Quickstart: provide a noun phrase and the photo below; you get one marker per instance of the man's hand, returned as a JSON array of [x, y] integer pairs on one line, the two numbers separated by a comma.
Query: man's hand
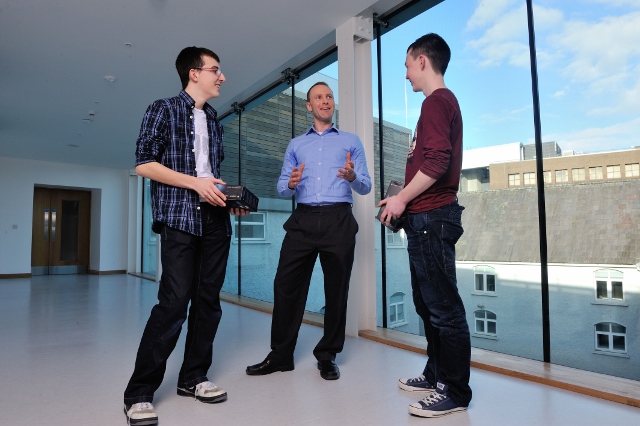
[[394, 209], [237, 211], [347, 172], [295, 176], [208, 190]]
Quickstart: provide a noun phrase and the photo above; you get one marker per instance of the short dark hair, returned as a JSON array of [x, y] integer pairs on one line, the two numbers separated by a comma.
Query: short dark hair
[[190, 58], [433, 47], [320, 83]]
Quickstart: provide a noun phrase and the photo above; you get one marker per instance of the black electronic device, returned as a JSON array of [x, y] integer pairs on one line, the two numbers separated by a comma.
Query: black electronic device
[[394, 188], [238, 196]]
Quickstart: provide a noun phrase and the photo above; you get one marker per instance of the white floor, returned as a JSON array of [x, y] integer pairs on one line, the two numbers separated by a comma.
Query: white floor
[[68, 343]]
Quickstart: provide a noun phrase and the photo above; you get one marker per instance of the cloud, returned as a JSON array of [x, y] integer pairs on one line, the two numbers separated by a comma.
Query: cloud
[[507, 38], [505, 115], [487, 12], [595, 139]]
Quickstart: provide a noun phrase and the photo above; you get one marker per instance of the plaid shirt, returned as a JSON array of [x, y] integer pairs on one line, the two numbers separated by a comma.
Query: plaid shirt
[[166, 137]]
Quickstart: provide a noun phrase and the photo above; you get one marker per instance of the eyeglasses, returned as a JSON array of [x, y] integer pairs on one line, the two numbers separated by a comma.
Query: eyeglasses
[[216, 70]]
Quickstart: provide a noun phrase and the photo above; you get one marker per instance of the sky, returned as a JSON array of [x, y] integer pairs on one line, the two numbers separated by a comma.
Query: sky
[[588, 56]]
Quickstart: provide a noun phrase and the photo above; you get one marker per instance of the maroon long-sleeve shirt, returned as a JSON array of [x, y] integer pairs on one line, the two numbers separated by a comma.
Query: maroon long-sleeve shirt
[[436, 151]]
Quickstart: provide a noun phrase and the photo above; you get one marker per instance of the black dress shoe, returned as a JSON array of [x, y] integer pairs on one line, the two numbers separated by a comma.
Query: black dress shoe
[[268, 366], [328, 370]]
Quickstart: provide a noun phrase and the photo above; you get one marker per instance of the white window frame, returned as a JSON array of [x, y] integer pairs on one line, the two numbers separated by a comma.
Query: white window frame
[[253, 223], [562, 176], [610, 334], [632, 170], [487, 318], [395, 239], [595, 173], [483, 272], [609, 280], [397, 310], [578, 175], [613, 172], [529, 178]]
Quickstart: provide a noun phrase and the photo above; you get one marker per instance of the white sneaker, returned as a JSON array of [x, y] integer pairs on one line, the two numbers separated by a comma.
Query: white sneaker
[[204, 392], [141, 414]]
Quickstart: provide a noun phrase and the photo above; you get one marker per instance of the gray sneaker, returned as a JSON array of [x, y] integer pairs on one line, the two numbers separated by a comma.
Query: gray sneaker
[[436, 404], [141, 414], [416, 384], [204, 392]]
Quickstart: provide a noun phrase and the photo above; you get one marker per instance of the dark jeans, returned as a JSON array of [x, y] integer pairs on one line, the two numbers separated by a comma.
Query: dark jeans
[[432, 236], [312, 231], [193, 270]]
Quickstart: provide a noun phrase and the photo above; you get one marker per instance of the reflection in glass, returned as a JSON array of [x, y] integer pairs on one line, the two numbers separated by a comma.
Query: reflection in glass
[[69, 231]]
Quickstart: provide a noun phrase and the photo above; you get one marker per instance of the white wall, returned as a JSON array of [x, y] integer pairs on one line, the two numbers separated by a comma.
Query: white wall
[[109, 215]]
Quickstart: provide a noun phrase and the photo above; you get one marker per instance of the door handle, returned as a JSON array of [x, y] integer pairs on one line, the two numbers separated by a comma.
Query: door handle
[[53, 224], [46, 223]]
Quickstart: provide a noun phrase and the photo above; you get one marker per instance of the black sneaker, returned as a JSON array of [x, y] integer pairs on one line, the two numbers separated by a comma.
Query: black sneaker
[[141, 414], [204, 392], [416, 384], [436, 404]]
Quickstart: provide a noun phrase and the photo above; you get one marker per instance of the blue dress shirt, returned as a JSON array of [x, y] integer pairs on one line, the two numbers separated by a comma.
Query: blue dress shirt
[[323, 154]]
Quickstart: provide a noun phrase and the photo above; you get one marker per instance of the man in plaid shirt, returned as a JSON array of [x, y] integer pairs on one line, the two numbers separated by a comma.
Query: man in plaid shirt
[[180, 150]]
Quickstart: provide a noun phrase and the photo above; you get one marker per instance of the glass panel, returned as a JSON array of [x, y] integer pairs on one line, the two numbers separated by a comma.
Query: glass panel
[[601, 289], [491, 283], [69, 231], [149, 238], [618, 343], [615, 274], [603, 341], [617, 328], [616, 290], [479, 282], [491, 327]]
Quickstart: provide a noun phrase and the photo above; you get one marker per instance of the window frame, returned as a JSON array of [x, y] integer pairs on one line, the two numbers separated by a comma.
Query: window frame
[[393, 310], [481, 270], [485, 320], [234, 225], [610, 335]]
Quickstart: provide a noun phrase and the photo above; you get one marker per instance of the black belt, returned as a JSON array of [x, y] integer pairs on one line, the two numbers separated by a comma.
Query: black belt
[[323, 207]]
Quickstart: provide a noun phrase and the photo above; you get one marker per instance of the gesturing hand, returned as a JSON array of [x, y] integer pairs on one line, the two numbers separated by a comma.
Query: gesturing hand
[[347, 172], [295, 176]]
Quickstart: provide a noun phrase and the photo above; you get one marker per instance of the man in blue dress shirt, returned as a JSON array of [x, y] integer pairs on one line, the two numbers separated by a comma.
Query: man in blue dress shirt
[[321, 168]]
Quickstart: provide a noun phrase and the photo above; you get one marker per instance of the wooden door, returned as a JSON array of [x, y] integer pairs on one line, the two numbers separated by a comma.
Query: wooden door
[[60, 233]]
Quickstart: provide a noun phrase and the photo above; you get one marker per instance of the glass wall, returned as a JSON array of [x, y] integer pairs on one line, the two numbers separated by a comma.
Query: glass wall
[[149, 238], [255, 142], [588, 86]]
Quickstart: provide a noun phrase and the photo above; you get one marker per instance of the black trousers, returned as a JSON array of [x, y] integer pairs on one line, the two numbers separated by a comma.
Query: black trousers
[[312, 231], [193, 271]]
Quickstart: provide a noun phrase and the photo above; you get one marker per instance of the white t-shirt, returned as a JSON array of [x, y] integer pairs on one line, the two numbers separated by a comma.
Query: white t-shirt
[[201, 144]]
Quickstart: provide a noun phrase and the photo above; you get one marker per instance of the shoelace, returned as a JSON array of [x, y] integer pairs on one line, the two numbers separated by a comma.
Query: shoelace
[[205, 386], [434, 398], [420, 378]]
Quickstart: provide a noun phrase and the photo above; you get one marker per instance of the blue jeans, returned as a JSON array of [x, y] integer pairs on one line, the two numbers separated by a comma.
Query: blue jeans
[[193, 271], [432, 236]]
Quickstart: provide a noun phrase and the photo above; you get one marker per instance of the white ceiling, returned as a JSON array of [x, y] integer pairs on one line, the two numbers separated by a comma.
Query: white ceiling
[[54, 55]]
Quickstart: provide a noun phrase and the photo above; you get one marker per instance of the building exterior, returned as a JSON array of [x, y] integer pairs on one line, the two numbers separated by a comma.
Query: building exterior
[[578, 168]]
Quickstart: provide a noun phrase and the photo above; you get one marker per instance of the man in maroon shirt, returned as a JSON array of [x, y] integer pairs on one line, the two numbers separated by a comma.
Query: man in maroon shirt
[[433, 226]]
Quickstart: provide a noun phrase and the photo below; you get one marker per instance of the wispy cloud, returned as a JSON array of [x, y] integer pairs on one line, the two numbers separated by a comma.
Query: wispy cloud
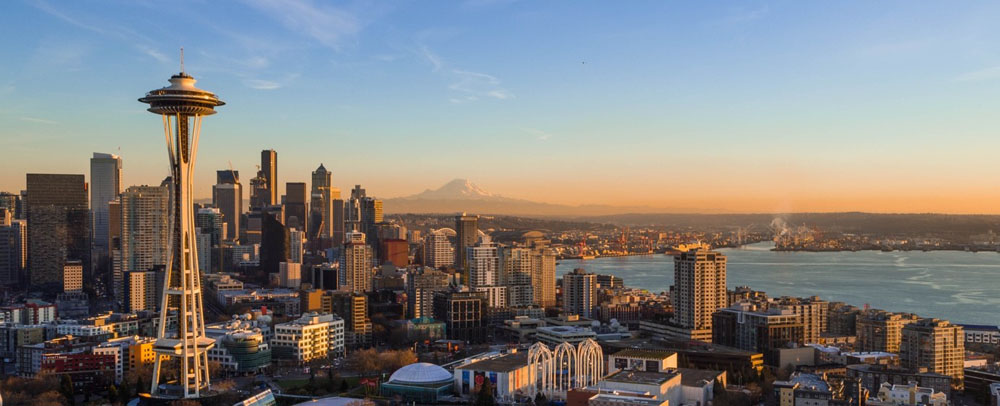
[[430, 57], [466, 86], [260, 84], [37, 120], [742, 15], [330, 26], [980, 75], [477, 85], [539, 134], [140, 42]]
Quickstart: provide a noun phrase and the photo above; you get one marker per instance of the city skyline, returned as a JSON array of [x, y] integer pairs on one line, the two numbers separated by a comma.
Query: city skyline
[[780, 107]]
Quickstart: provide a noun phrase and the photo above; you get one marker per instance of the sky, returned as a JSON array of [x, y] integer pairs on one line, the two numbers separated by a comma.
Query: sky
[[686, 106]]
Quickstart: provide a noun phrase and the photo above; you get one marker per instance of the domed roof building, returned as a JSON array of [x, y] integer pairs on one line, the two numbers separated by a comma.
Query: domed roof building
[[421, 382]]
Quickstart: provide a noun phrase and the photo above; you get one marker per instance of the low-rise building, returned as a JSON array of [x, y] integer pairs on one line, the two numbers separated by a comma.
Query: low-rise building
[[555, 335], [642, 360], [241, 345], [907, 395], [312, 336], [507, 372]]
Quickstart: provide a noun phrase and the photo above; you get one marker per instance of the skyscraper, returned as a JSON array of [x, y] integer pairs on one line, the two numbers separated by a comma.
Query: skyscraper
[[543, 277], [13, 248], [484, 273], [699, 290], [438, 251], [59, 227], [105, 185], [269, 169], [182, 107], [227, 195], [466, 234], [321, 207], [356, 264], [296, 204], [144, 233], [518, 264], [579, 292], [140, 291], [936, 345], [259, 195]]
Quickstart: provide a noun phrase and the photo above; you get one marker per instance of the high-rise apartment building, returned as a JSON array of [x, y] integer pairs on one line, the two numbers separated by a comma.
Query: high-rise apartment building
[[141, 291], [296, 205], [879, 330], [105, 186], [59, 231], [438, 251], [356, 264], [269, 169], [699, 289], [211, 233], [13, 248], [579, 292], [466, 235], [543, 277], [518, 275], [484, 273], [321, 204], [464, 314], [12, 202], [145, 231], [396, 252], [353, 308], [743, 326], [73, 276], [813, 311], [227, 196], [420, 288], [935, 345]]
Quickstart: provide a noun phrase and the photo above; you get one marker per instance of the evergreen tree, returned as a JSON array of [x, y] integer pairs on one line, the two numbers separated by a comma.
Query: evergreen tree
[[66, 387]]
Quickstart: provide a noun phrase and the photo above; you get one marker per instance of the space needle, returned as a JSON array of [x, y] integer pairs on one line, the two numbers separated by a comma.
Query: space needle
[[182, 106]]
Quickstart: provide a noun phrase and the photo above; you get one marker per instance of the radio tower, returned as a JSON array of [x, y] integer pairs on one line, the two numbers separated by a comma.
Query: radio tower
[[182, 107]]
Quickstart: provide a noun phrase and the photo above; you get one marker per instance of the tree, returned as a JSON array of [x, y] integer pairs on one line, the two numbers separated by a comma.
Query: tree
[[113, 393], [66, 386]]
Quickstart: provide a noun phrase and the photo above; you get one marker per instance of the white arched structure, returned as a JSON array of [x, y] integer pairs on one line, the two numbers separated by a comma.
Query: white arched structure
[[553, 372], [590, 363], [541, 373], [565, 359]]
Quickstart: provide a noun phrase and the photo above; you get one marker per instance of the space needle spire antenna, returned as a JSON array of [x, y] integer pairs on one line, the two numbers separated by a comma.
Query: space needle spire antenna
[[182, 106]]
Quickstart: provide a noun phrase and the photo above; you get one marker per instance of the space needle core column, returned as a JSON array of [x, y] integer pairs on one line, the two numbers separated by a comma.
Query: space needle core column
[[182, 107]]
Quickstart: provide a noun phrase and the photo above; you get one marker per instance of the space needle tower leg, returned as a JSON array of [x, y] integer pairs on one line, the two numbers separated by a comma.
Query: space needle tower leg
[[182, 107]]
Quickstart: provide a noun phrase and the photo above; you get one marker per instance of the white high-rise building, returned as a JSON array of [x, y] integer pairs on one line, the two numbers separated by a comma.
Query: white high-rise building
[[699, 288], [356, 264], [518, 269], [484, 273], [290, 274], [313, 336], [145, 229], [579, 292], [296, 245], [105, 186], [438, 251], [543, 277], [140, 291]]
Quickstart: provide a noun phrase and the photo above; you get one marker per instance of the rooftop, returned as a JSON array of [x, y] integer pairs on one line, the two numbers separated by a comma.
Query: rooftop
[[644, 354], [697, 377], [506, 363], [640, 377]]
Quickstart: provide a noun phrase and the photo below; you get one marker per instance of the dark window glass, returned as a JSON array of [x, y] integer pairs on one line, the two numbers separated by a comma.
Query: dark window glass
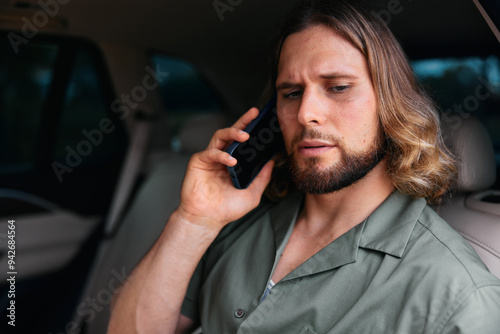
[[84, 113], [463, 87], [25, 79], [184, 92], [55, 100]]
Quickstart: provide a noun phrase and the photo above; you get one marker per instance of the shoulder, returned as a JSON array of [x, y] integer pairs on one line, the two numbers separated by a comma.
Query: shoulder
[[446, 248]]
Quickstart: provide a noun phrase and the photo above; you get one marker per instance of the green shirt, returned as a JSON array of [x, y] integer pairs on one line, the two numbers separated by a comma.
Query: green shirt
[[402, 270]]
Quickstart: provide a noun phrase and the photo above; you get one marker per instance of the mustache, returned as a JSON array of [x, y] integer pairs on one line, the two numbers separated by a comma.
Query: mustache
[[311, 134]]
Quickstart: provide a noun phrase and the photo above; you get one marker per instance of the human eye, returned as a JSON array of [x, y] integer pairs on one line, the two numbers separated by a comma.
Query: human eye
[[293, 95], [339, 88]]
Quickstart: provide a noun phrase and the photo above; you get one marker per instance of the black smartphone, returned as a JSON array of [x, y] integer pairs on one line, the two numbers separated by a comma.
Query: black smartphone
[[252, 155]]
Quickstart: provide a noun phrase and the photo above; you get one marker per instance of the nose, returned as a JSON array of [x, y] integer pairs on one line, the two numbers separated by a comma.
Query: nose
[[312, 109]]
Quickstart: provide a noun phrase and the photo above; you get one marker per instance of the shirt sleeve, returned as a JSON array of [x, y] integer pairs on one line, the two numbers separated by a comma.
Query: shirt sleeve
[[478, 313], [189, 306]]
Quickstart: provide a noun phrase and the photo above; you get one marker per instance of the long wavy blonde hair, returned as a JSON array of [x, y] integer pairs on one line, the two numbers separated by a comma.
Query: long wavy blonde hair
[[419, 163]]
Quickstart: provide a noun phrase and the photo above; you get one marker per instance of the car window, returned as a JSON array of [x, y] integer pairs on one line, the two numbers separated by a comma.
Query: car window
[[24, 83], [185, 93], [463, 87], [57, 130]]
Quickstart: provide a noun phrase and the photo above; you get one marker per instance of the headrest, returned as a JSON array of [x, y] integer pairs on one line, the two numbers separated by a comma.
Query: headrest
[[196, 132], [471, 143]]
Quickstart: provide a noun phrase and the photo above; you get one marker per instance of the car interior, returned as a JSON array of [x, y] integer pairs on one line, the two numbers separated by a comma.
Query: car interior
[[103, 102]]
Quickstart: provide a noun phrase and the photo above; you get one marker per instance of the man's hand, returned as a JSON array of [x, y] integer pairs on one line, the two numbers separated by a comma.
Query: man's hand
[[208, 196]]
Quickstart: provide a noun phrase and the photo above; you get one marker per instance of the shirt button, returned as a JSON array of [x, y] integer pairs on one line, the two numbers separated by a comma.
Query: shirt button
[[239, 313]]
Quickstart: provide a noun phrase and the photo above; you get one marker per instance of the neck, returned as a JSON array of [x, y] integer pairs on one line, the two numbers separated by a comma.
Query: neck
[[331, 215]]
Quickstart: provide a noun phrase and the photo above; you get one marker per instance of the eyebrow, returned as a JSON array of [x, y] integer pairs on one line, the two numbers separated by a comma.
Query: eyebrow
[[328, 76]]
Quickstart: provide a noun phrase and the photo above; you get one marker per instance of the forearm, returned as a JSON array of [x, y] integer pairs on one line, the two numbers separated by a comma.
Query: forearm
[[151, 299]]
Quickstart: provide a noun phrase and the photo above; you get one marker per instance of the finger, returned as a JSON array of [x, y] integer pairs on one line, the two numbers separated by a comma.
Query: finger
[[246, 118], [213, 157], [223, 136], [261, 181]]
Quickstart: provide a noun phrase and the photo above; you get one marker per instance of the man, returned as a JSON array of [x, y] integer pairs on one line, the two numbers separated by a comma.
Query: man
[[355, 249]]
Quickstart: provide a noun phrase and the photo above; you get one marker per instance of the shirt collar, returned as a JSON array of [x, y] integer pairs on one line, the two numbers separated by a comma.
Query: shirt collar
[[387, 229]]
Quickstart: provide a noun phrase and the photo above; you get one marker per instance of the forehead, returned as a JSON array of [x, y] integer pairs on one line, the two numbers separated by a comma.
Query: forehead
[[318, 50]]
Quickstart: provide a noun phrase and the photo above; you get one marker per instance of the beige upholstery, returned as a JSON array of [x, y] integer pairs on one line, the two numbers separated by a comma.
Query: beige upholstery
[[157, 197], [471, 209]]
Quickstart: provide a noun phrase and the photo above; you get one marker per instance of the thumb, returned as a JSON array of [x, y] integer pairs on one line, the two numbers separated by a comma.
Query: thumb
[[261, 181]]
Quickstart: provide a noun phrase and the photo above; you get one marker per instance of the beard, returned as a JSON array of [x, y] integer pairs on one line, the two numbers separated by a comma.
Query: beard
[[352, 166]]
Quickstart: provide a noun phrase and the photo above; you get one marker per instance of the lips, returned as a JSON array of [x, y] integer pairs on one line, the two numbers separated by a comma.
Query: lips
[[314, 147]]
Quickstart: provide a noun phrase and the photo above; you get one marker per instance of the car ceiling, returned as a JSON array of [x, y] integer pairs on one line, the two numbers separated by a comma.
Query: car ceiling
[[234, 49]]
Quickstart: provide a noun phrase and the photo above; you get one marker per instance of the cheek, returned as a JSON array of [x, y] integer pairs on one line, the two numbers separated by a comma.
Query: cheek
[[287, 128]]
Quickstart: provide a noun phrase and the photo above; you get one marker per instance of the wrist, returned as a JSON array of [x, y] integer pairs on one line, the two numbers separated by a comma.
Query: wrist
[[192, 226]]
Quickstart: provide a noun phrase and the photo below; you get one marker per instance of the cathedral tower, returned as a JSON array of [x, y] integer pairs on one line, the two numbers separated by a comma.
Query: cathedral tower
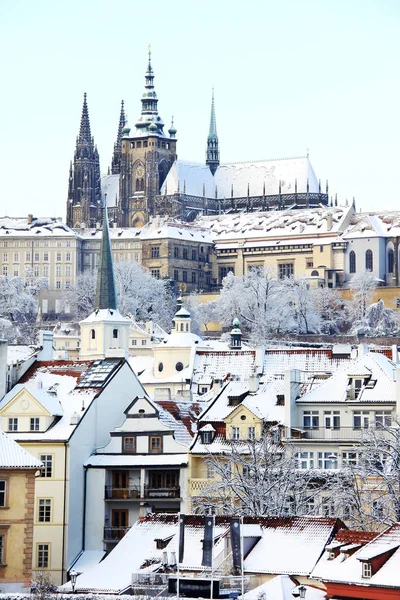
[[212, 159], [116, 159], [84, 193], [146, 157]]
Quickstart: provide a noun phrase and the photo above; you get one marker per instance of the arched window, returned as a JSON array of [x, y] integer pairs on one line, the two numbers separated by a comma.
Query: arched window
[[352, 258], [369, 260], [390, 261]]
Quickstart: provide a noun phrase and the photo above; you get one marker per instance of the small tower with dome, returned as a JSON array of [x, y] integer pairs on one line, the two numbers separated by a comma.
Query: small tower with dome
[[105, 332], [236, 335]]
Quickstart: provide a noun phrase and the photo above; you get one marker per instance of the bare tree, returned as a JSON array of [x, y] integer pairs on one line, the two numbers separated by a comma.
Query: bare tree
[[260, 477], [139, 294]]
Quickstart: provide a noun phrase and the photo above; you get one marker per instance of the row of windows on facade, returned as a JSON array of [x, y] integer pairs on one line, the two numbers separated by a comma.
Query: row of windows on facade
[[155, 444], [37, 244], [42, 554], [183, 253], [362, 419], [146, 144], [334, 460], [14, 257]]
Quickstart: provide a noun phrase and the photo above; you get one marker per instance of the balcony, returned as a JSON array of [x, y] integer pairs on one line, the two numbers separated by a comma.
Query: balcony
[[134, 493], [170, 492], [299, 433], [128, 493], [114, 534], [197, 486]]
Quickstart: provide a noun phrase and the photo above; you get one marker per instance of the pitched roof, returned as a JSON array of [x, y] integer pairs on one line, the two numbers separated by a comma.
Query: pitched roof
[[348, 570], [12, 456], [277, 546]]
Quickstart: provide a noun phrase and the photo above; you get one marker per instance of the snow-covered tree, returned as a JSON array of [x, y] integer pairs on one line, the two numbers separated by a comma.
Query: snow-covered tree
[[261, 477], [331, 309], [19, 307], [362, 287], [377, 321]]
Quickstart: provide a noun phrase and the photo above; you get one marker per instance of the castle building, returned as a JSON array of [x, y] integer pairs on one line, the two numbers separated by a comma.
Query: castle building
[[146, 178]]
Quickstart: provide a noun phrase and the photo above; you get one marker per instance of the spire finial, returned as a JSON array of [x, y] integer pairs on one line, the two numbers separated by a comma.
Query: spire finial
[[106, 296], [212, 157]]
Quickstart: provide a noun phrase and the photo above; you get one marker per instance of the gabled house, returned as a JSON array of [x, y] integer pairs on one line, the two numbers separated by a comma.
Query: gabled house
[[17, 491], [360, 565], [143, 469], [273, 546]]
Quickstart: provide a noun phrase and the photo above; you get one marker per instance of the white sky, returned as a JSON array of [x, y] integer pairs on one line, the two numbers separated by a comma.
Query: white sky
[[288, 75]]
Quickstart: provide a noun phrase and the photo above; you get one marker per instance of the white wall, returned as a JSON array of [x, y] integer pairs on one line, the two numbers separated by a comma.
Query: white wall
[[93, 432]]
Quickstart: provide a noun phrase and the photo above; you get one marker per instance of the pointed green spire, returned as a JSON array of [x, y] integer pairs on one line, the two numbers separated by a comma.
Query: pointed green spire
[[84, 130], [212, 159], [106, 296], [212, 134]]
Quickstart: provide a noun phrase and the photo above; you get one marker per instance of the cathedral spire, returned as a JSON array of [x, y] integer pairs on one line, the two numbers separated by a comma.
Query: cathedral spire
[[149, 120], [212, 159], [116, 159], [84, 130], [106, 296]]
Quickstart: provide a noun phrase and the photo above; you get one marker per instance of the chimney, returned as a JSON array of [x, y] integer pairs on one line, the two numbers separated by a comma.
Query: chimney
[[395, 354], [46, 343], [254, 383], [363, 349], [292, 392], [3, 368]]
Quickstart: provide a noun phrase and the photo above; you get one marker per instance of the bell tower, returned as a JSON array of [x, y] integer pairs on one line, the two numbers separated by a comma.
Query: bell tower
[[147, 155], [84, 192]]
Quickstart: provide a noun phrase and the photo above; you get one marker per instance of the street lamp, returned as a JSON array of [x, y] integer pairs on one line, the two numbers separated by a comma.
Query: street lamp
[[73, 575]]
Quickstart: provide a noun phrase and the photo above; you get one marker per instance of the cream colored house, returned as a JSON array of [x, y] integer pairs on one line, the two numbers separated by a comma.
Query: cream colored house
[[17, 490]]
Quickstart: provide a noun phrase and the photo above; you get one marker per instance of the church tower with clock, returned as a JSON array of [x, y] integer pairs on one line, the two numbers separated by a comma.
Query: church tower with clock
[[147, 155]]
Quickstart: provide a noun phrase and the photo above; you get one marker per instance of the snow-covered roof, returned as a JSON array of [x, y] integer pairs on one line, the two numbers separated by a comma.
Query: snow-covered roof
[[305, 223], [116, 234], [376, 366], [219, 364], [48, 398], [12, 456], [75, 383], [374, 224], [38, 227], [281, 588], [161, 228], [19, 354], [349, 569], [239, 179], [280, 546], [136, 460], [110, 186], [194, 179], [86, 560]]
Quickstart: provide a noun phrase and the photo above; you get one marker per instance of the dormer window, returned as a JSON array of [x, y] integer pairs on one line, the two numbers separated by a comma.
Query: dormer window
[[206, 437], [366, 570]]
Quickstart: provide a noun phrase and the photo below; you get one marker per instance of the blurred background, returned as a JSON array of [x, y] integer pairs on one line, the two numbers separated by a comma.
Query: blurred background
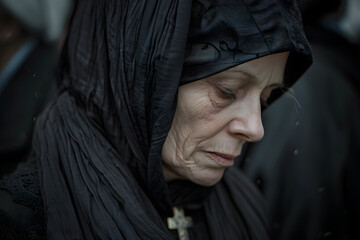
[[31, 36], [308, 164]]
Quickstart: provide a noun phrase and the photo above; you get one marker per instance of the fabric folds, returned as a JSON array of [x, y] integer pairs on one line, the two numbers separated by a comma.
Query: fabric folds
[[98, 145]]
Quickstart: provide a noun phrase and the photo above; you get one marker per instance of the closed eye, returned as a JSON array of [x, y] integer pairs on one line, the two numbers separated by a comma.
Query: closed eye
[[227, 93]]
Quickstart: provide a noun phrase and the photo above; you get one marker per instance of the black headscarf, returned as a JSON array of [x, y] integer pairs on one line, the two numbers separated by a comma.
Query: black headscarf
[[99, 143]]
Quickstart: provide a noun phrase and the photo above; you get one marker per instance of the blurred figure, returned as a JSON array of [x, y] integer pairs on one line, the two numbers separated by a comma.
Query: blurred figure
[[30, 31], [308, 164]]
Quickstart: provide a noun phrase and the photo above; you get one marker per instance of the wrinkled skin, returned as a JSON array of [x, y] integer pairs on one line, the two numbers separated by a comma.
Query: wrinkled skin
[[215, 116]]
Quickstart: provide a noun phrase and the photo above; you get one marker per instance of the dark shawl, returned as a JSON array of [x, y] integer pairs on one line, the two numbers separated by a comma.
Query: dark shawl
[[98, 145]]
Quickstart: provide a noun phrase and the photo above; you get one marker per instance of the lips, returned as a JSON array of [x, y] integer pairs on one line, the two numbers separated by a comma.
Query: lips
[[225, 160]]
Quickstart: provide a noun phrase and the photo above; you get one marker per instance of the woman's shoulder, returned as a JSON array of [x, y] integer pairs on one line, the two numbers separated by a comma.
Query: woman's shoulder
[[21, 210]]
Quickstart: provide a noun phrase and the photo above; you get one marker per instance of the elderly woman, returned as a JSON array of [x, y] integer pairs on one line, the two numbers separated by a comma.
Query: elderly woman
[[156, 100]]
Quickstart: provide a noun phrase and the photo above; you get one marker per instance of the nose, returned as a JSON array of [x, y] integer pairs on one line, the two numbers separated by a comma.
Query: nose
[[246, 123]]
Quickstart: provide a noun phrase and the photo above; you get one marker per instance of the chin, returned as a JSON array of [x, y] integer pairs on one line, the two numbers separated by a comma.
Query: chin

────

• INSTRUCTIONS TO FOLLOW: Reproduce the material from the line that contains "of the reflection" through the line that contains "[[69, 231]]", including both of those lines. Leave the request text unchanged, but adjust every coordinate in the answers by -18, and return only these lines.

• EXERCISE ANSWER:
Quickstart: provide a noun phrase and the photo above; you get one marker per instance of the reflection in glass, returned as a JSON array of [x, y] integer pairs on one line, the two numbers separated by a comma.
Query: reflection in glass
[[51, 213]]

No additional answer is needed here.